=== SET TASK ===
Can you copy the material below line for line, leaving every character unchanged?

Region annotation items

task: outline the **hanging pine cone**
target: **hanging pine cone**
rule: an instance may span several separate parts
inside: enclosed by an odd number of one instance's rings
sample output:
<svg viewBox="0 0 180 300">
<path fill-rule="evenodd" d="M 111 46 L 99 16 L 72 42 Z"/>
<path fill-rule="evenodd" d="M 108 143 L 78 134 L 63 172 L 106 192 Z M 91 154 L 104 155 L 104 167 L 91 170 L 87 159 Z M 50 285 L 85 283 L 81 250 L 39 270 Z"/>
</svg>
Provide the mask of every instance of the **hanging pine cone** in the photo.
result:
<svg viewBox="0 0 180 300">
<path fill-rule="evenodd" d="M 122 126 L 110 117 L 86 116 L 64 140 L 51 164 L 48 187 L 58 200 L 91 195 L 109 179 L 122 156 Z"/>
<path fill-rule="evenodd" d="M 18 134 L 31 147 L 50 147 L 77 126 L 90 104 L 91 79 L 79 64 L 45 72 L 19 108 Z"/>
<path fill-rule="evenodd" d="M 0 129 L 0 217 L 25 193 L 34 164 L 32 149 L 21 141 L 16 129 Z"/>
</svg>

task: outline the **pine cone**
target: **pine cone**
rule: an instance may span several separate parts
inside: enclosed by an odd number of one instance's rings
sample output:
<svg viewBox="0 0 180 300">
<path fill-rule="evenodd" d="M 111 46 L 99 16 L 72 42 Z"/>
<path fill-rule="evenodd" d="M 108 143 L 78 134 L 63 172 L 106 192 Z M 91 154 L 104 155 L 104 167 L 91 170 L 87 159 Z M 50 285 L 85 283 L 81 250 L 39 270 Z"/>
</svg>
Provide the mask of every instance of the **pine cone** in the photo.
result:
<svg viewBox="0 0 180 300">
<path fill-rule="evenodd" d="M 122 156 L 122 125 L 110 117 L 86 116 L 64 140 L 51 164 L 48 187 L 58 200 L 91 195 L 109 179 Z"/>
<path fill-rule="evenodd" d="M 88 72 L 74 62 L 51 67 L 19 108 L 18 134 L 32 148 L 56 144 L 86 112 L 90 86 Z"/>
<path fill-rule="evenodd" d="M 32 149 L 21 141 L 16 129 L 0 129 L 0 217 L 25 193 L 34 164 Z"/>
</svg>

=== TASK RESPONSE ===
task: outline the **hanging pine cone**
target: **hanging pine cone**
rule: an instance may span several separate parts
inside: enclosed by an odd number of one instance's rings
sample output:
<svg viewBox="0 0 180 300">
<path fill-rule="evenodd" d="M 111 46 L 99 16 L 72 42 Z"/>
<path fill-rule="evenodd" d="M 108 143 L 78 134 L 63 172 L 106 192 Z M 91 154 L 104 155 L 104 167 L 91 170 L 87 159 Z M 50 285 L 85 283 L 81 250 L 39 270 Z"/>
</svg>
Provide the mask of every instance of the **hanging pine cone** in the photo.
result:
<svg viewBox="0 0 180 300">
<path fill-rule="evenodd" d="M 122 126 L 110 117 L 86 116 L 64 140 L 51 164 L 48 187 L 58 200 L 91 195 L 109 179 L 122 156 Z"/>
<path fill-rule="evenodd" d="M 18 134 L 31 147 L 50 147 L 77 126 L 90 104 L 91 79 L 79 64 L 45 72 L 19 108 Z"/>
<path fill-rule="evenodd" d="M 0 129 L 0 217 L 25 193 L 34 164 L 32 149 L 21 141 L 16 129 Z"/>
</svg>

task: outline the **pine cone**
target: **pine cone**
rule: an instance may span several separate parts
inside: enclosed by an odd number of one instance's rings
sample output:
<svg viewBox="0 0 180 300">
<path fill-rule="evenodd" d="M 111 46 L 99 16 L 72 42 Z"/>
<path fill-rule="evenodd" d="M 108 143 L 78 134 L 63 172 L 106 192 Z M 91 154 L 104 155 L 104 167 L 91 170 L 87 159 Z M 50 285 L 85 283 L 81 250 L 39 270 Z"/>
</svg>
Provide the mask of every instance of the **pine cone** in the photo.
result:
<svg viewBox="0 0 180 300">
<path fill-rule="evenodd" d="M 122 156 L 122 125 L 110 117 L 86 116 L 64 140 L 51 164 L 48 187 L 58 200 L 91 195 L 109 179 Z"/>
<path fill-rule="evenodd" d="M 88 72 L 74 62 L 51 67 L 19 108 L 18 134 L 32 148 L 56 144 L 86 112 L 90 86 Z"/>
<path fill-rule="evenodd" d="M 32 149 L 21 141 L 16 129 L 0 129 L 0 217 L 25 193 L 34 164 Z"/>
</svg>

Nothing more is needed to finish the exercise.